Available data
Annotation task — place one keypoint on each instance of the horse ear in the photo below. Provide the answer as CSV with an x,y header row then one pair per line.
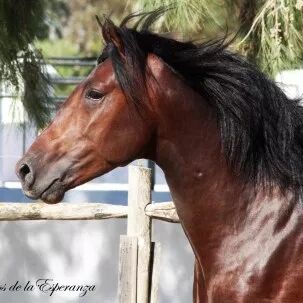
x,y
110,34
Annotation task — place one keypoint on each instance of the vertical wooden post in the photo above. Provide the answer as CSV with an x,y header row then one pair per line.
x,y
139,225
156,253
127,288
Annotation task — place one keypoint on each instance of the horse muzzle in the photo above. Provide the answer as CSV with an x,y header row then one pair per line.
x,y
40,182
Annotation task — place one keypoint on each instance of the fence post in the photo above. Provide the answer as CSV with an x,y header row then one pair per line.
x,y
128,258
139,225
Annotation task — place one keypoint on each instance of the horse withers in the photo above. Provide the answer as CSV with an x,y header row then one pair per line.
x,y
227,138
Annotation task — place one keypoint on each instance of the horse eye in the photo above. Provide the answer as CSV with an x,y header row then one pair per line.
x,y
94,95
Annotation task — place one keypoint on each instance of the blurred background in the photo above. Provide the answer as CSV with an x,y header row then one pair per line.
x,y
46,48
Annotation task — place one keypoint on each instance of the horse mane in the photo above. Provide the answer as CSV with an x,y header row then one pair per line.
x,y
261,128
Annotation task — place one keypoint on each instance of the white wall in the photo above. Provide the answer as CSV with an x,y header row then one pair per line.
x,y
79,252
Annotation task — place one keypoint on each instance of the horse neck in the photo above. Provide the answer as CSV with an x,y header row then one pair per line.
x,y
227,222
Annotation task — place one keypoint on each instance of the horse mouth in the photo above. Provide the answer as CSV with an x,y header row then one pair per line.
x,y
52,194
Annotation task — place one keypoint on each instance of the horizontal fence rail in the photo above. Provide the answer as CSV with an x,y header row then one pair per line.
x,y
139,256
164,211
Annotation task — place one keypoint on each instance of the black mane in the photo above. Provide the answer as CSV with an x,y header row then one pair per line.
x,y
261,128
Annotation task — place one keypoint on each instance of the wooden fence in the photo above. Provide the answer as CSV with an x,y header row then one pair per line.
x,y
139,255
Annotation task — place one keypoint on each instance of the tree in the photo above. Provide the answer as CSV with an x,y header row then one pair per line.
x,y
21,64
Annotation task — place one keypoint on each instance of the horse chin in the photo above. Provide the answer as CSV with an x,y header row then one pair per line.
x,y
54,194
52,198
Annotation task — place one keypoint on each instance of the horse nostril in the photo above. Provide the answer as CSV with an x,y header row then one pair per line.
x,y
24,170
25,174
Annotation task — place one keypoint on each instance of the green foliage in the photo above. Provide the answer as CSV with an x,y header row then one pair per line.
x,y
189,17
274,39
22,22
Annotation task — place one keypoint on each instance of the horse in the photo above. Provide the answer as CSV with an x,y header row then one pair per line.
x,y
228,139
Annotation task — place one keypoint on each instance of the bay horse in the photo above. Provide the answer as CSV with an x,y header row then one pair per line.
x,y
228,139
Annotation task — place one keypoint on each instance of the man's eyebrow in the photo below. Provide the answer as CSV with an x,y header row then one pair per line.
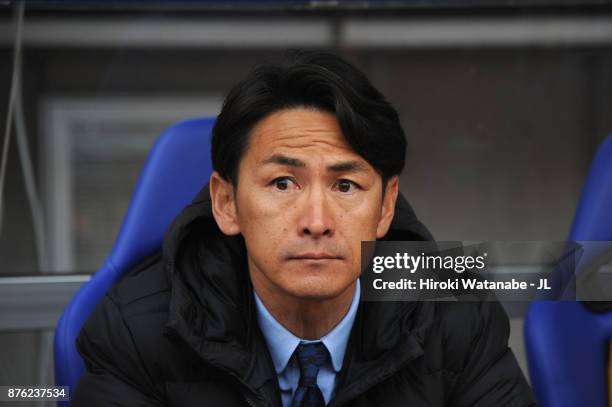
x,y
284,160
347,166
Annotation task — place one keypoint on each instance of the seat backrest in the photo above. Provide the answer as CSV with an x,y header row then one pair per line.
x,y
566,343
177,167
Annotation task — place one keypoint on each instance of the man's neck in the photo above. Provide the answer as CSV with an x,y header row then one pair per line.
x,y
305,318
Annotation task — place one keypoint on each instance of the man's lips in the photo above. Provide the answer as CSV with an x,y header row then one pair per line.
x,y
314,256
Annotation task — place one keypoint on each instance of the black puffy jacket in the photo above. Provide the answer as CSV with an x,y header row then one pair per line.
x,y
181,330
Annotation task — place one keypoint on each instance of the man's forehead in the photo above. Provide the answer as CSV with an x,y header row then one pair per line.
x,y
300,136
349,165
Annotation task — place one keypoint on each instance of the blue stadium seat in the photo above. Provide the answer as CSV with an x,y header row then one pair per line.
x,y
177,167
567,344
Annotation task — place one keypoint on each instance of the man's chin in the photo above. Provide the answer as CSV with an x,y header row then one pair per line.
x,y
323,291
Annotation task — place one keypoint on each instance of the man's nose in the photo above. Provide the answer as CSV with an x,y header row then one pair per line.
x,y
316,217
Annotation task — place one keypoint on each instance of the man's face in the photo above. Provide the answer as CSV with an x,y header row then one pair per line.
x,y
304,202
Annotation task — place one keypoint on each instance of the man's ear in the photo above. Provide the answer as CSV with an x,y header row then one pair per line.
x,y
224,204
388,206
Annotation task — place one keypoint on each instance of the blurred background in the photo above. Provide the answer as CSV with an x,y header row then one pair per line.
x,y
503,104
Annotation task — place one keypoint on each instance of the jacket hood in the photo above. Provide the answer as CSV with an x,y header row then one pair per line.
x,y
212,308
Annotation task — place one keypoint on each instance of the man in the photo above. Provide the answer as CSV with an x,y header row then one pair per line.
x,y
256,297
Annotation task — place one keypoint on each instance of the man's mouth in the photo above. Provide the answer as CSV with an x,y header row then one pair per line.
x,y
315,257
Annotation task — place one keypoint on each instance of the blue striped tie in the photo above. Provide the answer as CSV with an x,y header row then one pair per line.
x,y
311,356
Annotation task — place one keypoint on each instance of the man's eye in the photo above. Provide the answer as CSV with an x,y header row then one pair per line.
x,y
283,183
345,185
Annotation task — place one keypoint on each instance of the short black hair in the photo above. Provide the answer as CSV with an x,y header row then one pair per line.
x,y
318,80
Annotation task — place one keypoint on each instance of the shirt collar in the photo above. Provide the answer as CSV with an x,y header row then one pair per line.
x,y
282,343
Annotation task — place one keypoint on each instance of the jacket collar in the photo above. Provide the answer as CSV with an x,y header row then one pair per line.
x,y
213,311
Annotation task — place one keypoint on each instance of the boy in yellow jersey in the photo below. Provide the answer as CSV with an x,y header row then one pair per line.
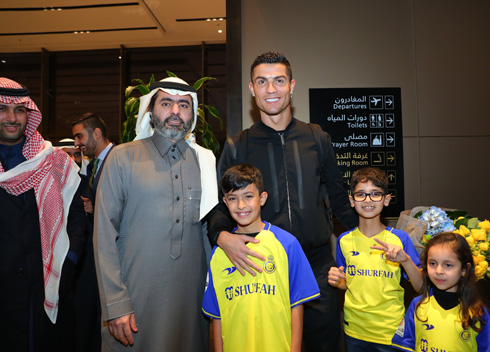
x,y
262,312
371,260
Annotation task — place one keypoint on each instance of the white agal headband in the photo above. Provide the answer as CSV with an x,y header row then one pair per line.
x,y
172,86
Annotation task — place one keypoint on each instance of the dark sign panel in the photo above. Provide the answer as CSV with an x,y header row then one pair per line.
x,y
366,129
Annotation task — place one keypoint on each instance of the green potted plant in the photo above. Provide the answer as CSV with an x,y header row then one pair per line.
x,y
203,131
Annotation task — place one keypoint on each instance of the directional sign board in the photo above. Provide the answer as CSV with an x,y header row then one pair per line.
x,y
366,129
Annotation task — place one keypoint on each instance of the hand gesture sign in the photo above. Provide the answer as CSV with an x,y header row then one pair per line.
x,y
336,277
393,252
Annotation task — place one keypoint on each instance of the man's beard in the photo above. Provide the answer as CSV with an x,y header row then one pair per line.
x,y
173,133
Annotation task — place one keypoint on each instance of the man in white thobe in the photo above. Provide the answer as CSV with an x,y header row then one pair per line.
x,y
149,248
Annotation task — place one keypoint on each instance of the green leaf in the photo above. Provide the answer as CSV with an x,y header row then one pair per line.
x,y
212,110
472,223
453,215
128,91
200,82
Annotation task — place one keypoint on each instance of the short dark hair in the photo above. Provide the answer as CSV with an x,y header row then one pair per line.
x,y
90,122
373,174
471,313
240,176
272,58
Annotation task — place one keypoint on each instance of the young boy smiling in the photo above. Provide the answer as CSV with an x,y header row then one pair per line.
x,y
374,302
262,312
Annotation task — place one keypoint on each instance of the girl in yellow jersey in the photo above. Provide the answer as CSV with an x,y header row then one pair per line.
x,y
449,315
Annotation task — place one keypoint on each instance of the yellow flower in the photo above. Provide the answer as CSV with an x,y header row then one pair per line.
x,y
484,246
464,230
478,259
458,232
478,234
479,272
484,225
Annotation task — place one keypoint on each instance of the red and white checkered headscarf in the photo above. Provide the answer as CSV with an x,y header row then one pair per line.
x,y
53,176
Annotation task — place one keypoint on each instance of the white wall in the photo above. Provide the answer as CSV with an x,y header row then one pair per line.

==

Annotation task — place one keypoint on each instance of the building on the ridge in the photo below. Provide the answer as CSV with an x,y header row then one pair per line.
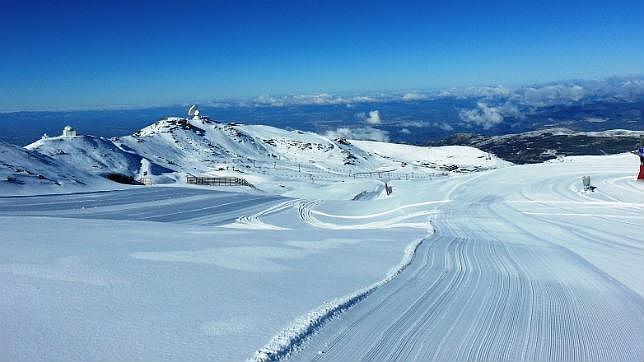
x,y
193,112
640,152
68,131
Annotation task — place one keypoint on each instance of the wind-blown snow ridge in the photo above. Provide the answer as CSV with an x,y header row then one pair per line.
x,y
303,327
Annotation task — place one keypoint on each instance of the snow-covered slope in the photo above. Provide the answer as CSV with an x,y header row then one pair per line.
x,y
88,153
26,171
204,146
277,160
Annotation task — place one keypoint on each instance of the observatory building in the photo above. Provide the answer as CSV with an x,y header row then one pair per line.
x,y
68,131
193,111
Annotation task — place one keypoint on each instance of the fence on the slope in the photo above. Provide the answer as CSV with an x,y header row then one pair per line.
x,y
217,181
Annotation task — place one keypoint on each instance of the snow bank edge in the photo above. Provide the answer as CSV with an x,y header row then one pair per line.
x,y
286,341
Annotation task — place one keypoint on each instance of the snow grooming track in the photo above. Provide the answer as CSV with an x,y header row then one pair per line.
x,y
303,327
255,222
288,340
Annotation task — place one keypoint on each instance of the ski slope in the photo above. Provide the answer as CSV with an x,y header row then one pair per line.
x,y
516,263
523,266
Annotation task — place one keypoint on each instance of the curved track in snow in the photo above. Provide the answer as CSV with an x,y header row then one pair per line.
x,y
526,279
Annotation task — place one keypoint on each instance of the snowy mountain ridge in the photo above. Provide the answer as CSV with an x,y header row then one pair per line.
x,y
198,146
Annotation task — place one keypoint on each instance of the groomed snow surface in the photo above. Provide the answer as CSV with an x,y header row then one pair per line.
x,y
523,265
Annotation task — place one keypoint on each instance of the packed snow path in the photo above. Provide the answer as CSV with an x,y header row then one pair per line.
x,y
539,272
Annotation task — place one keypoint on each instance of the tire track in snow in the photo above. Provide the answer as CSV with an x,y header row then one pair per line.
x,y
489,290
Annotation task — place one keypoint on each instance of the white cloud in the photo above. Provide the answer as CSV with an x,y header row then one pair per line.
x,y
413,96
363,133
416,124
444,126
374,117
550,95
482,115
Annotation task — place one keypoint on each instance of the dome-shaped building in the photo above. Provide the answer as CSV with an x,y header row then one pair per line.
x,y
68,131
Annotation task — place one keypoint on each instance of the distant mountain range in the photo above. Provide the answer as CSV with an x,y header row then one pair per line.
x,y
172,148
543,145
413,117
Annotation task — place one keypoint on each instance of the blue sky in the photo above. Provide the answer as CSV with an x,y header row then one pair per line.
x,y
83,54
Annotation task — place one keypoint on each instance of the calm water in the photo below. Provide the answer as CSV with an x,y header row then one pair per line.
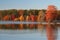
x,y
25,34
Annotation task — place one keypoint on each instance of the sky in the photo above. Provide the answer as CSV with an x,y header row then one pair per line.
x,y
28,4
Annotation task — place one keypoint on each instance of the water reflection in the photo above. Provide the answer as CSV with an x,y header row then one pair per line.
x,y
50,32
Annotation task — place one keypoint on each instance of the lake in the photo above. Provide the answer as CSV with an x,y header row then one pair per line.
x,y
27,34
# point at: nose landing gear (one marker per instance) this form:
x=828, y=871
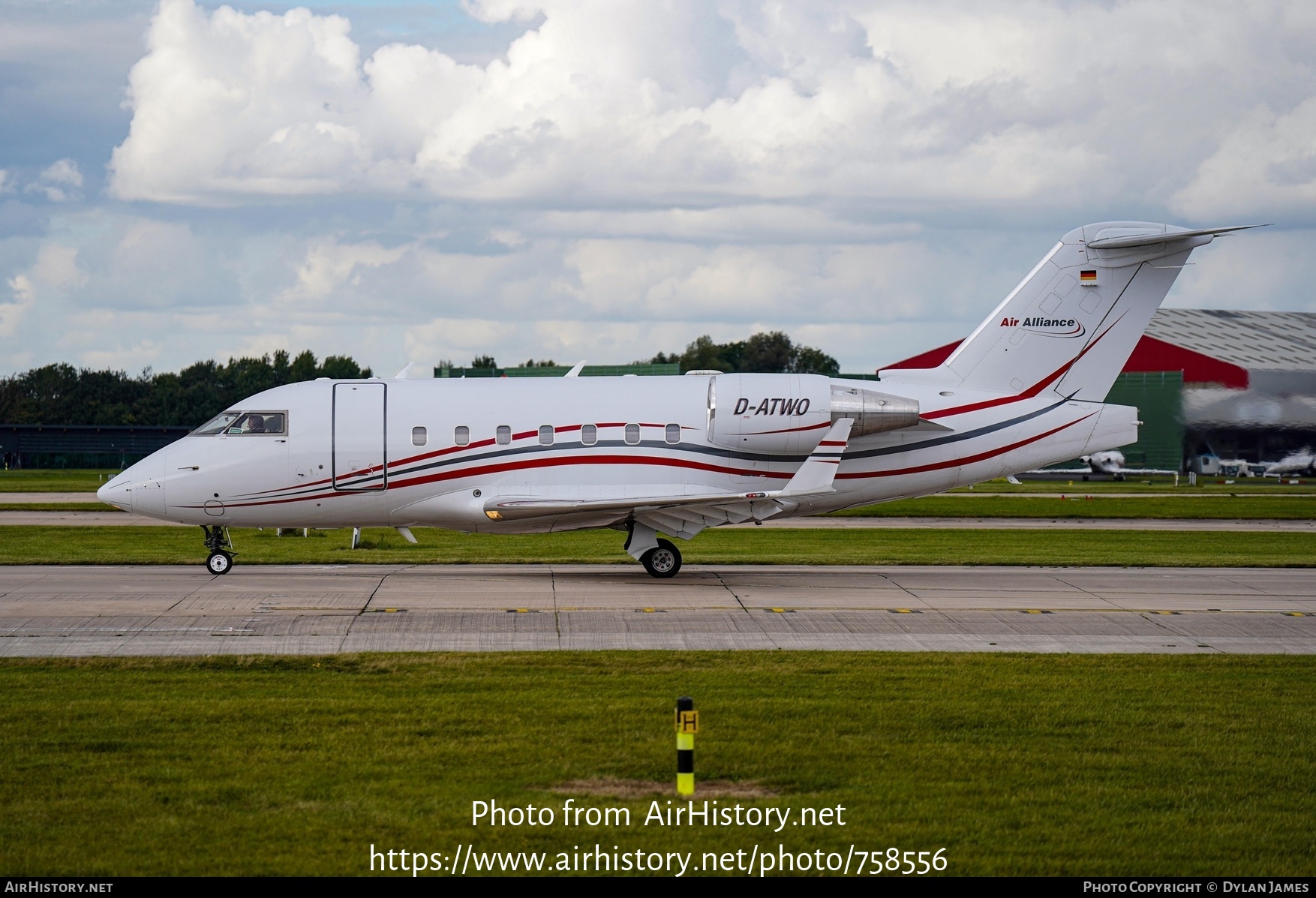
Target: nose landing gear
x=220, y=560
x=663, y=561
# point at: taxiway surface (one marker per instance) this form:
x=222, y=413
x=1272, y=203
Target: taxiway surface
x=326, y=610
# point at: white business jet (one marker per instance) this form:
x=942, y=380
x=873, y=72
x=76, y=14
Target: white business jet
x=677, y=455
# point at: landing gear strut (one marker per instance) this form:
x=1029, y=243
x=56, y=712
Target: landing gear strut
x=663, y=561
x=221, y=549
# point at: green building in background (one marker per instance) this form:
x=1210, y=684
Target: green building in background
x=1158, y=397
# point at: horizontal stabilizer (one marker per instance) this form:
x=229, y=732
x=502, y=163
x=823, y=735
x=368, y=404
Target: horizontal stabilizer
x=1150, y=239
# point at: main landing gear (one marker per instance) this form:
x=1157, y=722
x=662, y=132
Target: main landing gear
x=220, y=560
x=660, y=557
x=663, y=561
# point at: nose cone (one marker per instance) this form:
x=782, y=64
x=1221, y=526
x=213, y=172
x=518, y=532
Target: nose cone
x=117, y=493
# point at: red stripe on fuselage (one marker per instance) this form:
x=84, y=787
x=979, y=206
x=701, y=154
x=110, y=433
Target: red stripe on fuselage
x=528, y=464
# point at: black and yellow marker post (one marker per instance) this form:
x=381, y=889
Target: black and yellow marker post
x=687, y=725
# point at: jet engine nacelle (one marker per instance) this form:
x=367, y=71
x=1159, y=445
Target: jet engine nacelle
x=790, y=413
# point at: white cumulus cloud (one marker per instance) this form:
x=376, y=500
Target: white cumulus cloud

What you need to do
The answer is the lines above between the line holding "Target: main landing gear" and the line holding "Target: white cumulus cloud", inclusive, each written out exactly, and no others.

Answer area
Target: main landing gear
x=220, y=560
x=660, y=557
x=663, y=561
# point at: nose cone (one marker per instance) this form:
x=782, y=64
x=1221, y=526
x=213, y=172
x=518, y=532
Target: nose cone
x=117, y=493
# point at: red stripe on fuselage (one marker per instance) this form:
x=84, y=787
x=979, y=206
x=701, y=154
x=110, y=433
Target: red stripe on fuselage
x=528, y=464
# point at: black and yellow marker post (one marker per instance) this form:
x=381, y=889
Target: black and yellow marker post
x=687, y=725
# point at: jet engine nacelle (one marker per instance) this form:
x=367, y=71
x=1159, y=445
Target: jet engine nacelle
x=790, y=413
# point at: white cumulus cloud (one marker per instance) this form:
x=376, y=500
Target: white cumulus cloud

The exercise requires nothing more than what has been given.